### BRIEF
Write out the whole of the material exactly.
┌──
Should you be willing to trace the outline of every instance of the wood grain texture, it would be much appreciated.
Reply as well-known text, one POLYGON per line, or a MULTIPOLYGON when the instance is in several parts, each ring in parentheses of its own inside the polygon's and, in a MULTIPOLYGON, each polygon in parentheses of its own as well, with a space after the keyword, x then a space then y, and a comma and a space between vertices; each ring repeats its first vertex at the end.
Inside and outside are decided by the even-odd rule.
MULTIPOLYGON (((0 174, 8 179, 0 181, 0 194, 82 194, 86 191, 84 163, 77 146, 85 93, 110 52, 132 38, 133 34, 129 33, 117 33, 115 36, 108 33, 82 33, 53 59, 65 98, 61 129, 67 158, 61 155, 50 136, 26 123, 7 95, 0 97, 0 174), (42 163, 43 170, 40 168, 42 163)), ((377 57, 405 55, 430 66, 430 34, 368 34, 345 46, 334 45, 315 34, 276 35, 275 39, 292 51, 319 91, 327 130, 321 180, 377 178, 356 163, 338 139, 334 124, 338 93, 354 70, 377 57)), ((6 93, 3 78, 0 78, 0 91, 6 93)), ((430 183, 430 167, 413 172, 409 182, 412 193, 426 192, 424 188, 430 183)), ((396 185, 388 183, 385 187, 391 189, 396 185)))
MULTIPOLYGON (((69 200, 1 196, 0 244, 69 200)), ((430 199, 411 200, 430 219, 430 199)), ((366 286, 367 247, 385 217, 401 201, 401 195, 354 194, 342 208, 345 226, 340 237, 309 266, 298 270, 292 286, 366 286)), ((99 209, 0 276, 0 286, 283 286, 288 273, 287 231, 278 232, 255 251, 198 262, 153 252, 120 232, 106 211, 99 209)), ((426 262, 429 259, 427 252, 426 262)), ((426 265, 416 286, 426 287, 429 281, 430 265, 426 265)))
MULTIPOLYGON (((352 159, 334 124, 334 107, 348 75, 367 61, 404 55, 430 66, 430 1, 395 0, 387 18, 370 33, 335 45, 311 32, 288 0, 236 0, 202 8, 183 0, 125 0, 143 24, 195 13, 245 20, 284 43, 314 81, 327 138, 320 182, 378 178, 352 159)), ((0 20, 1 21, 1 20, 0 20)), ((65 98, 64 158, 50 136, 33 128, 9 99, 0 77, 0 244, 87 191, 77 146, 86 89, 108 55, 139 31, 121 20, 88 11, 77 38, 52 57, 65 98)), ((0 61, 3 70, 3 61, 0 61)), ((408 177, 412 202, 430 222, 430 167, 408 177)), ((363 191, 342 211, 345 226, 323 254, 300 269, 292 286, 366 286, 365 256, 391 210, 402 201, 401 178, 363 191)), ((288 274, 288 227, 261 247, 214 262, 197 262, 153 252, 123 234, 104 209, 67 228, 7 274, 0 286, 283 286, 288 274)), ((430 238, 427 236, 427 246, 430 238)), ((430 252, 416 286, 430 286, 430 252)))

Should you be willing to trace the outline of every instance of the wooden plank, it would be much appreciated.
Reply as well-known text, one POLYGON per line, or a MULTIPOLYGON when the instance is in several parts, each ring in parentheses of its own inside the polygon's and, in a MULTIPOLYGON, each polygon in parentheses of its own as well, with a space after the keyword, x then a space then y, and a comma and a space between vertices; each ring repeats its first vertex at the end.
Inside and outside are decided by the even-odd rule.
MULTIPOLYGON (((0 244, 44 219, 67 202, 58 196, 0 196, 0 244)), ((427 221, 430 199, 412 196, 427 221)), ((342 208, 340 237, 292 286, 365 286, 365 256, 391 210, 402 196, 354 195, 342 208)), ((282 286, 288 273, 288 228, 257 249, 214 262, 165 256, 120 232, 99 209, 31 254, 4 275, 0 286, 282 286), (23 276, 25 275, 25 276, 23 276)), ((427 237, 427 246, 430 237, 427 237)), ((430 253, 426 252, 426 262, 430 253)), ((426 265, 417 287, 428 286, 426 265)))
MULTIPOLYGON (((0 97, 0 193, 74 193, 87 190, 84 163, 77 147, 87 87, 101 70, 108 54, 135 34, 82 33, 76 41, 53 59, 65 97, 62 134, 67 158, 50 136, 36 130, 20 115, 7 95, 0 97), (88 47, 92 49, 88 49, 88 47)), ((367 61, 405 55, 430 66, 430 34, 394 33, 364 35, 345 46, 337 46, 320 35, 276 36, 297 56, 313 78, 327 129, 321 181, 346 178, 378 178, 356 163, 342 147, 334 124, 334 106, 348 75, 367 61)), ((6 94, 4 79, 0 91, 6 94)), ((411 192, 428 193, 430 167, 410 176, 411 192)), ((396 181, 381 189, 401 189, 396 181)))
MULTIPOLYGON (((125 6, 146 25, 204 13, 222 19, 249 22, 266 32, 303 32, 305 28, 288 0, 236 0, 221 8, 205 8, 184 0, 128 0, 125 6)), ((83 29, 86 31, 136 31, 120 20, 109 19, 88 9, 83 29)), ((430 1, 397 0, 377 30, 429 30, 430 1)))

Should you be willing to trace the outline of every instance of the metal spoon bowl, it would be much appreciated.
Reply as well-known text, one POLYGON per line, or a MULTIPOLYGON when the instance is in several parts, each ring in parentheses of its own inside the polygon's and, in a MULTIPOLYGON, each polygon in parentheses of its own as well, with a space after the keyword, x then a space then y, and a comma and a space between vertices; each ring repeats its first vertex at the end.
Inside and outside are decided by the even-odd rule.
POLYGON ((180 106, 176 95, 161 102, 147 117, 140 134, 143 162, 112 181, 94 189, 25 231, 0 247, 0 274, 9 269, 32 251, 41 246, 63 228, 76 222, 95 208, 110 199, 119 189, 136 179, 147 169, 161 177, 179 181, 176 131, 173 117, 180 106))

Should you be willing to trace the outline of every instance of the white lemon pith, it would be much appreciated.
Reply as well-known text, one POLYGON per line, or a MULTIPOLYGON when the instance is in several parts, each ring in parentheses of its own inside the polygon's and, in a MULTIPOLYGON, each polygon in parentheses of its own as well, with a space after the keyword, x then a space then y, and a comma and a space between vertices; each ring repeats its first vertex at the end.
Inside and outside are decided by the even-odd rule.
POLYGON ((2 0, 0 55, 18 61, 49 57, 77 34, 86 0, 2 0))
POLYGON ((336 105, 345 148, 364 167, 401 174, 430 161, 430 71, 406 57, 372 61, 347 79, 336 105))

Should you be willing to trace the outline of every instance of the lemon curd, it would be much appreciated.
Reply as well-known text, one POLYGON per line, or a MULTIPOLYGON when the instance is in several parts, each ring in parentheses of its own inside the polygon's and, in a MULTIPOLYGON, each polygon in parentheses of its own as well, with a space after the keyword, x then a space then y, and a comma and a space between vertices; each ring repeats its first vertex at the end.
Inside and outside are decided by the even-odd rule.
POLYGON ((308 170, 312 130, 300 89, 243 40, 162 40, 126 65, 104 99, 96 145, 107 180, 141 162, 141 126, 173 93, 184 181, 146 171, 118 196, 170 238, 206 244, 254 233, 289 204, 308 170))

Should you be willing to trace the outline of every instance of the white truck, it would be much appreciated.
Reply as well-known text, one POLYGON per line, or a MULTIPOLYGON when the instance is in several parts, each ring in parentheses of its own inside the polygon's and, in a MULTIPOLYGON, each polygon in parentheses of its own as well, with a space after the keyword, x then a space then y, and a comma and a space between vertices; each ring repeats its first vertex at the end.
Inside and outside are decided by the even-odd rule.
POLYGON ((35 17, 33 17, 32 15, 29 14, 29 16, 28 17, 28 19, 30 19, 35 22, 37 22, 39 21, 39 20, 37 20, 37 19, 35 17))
└──
### SOLUTION TO THIS EXERCISE
Should you be willing to trace the outline of every instance of the wood grain texture, it would be much appreciated.
Reply as well-known text, one POLYGON per line, or a MULTIPOLYGON when the instance is in several parts, each ring in parentheses of its own inside the polygon's and, in a MULTIPOLYGON, each polygon in parentheses of its own as well, with a space after the keyword, x then a space then y, and a comma and a space between vertices; each ring repeats its first vertex at the end.
Inside and outside are decided by the even-odd rule.
MULTIPOLYGON (((0 174, 8 179, 0 181, 0 194, 82 194, 86 191, 84 163, 77 146, 85 93, 110 52, 132 38, 133 34, 129 33, 117 33, 115 36, 108 33, 82 33, 53 59, 65 98, 61 129, 67 158, 61 155, 50 136, 26 123, 7 95, 0 97, 0 174), (42 163, 43 170, 40 168, 42 163)), ((377 57, 405 55, 430 66, 430 34, 368 34, 345 46, 334 45, 315 34, 276 35, 275 39, 292 51, 319 91, 327 130, 321 180, 377 178, 356 163, 338 139, 334 124, 338 93, 354 70, 377 57)), ((6 93, 3 78, 0 78, 0 91, 6 93)), ((430 183, 430 167, 413 172, 409 182, 412 193, 426 192, 424 188, 430 183)), ((396 185, 388 183, 385 187, 391 189, 396 185)))
MULTIPOLYGON (((69 200, 1 196, 0 244, 69 200)), ((430 199, 411 200, 430 219, 430 199)), ((366 286, 367 247, 385 217, 401 201, 401 195, 354 194, 342 208, 345 226, 340 237, 309 266, 298 270, 292 286, 366 286)), ((99 209, 0 276, 0 286, 283 286, 288 273, 287 231, 278 232, 255 251, 198 262, 153 252, 120 232, 106 211, 99 209)), ((426 262, 429 259, 427 252, 426 262)), ((426 265, 416 286, 426 287, 429 281, 430 265, 426 265)))
MULTIPOLYGON (((352 159, 334 124, 334 107, 348 75, 367 61, 404 55, 430 66, 430 1, 395 0, 387 18, 370 33, 335 45, 311 32, 288 0, 236 0, 202 8, 183 0, 125 0, 143 24, 195 13, 245 20, 284 43, 314 81, 327 138, 320 182, 378 178, 352 159)), ((0 20, 1 21, 1 20, 0 20)), ((65 98, 64 158, 50 136, 33 128, 9 99, 0 77, 0 244, 87 191, 77 146, 86 89, 108 55, 139 31, 121 20, 88 11, 77 38, 52 57, 65 98)), ((0 61, 3 70, 3 61, 0 61)), ((408 177, 412 202, 430 222, 430 167, 408 177)), ((363 191, 342 211, 345 226, 323 254, 300 269, 292 286, 366 286, 365 256, 391 210, 402 201, 401 178, 363 191)), ((288 274, 288 227, 261 247, 214 262, 197 262, 153 252, 123 234, 104 209, 67 228, 7 274, 0 286, 283 286, 288 274)), ((430 238, 427 236, 427 246, 430 238)), ((430 252, 416 286, 430 286, 430 252)))

Should you be willing to trace the outline of every instance of the wooden plank, it would be much appreciated.
Reply as well-known text, one POLYGON per line, or a MULTIPOLYGON when the instance is in several parts, each ring in parentheses of its own inside the polygon's and, in a MULTIPOLYGON, each polygon in parentheses of its own as well, with a space after the keyword, x then a space then y, and a comma and a space between vertices; each ring repeats its first vertex at the end.
Inside and outside are decided by the even-odd rule.
MULTIPOLYGON (((0 244, 44 219, 67 202, 58 196, 0 196, 0 244)), ((427 221, 430 199, 412 196, 427 221)), ((342 208, 340 237, 292 286, 365 286, 365 256, 391 210, 402 196, 354 195, 342 208)), ((282 286, 288 273, 288 228, 257 249, 214 262, 165 256, 120 232, 99 209, 31 254, 4 275, 0 286, 282 286), (23 276, 25 275, 25 276, 23 276)), ((427 237, 427 246, 430 237, 427 237)), ((430 253, 426 252, 426 262, 430 253)), ((426 265, 417 287, 428 286, 426 265)))
MULTIPOLYGON (((0 97, 0 193, 74 193, 87 190, 84 163, 77 147, 87 87, 101 70, 108 54, 135 34, 82 33, 76 41, 53 59, 65 97, 62 134, 67 158, 50 136, 36 130, 20 115, 7 95, 0 97), (88 47, 92 49, 88 49, 88 47)), ((367 61, 405 55, 430 66, 430 34, 394 33, 364 35, 345 46, 337 46, 320 35, 276 36, 297 56, 313 78, 327 129, 321 181, 346 178, 378 178, 356 163, 342 147, 334 124, 334 106, 348 75, 367 61)), ((6 94, 4 79, 0 91, 6 94)), ((411 192, 428 193, 430 167, 410 176, 411 192)), ((396 181, 381 189, 401 189, 396 181)))
MULTIPOLYGON (((125 6, 146 25, 204 13, 222 19, 249 22, 266 32, 303 32, 305 28, 288 0, 236 0, 221 8, 205 8, 184 0, 128 0, 125 6)), ((83 29, 86 31, 136 31, 120 20, 109 19, 88 9, 83 29)), ((430 1, 397 0, 377 30, 429 30, 430 1)))

Should you be willing to trace the outline of every instance of the metal spoon bowl, it would be much appreciated.
Reply as well-known text, one POLYGON per line, or a MULTIPOLYGON when the instance is in several parts, each ring in parentheses of its own inside the polygon's and, in a MULTIPOLYGON, each polygon in parentheses of its own as well, with a space after the keyword, x then a space then y, and a comma and a space between vertices; each ring repeats its first vertex at the end.
Inside and outside are decided by the even-odd rule.
POLYGON ((180 106, 176 95, 161 102, 147 117, 140 134, 143 162, 112 181, 94 189, 25 231, 0 247, 0 274, 9 269, 32 251, 41 246, 63 228, 76 222, 95 208, 110 199, 119 189, 136 179, 147 169, 161 177, 179 181, 176 131, 173 117, 180 106))

Should you be willing to trace the outline of every instance of the white lemon pith, it would be much appreciated.
Reply as well-known text, one POLYGON per line, or a MULTIPOLYGON when the instance is in several parts, each ring in parentheses of its own inside the polygon's and, in a MULTIPOLYGON, each polygon in parentheses of its own as well, with a space after the keyword, x then a space then y, and a comma and a space between vertices; each ring repeats its first vertex at the end.
Inside and outside are decided by the even-odd rule.
POLYGON ((2 0, 0 55, 18 61, 49 57, 77 34, 86 0, 2 0))
POLYGON ((336 105, 345 148, 364 167, 401 174, 430 161, 430 71, 406 57, 372 61, 347 79, 336 105))

Should you be willing to trace the outline of every instance of the lemon curd, it would be much appreciated.
Reply as well-known text, one POLYGON per line, or a MULTIPOLYGON when the instance is in several parts, each ring in parentheses of its own inside the polygon's and, in a MULTIPOLYGON, each polygon in parentheses of its own as well, with a space after the keyword, x then a space then y, and a comma and a space between vertices; each ring repeats its first vertex at the end.
Inside and outside are decided by the even-odd rule.
POLYGON ((308 170, 312 130, 300 89, 243 40, 162 40, 126 65, 104 99, 96 145, 107 180, 141 162, 141 126, 173 93, 184 181, 146 171, 118 196, 170 238, 206 244, 254 233, 289 204, 308 170))

Should you be willing to trace the outline of every instance of the white truck, it would be much appreciated.
Reply as well-known text, one POLYGON per line, or a MULTIPOLYGON when the instance is in several parts, each ring in parentheses of its own inside the polygon's and, in a MULTIPOLYGON, each polygon in parentheses of its own as well, with a space after the keyword, x then a space then y, and a comma and a space between vertices; each ring repeats its first vertex at the end.
Inside and outside are decided by the even-odd rule.
POLYGON ((35 17, 33 17, 32 15, 29 14, 29 16, 28 17, 28 19, 30 19, 35 22, 37 22, 39 21, 39 20, 37 20, 37 19, 35 17))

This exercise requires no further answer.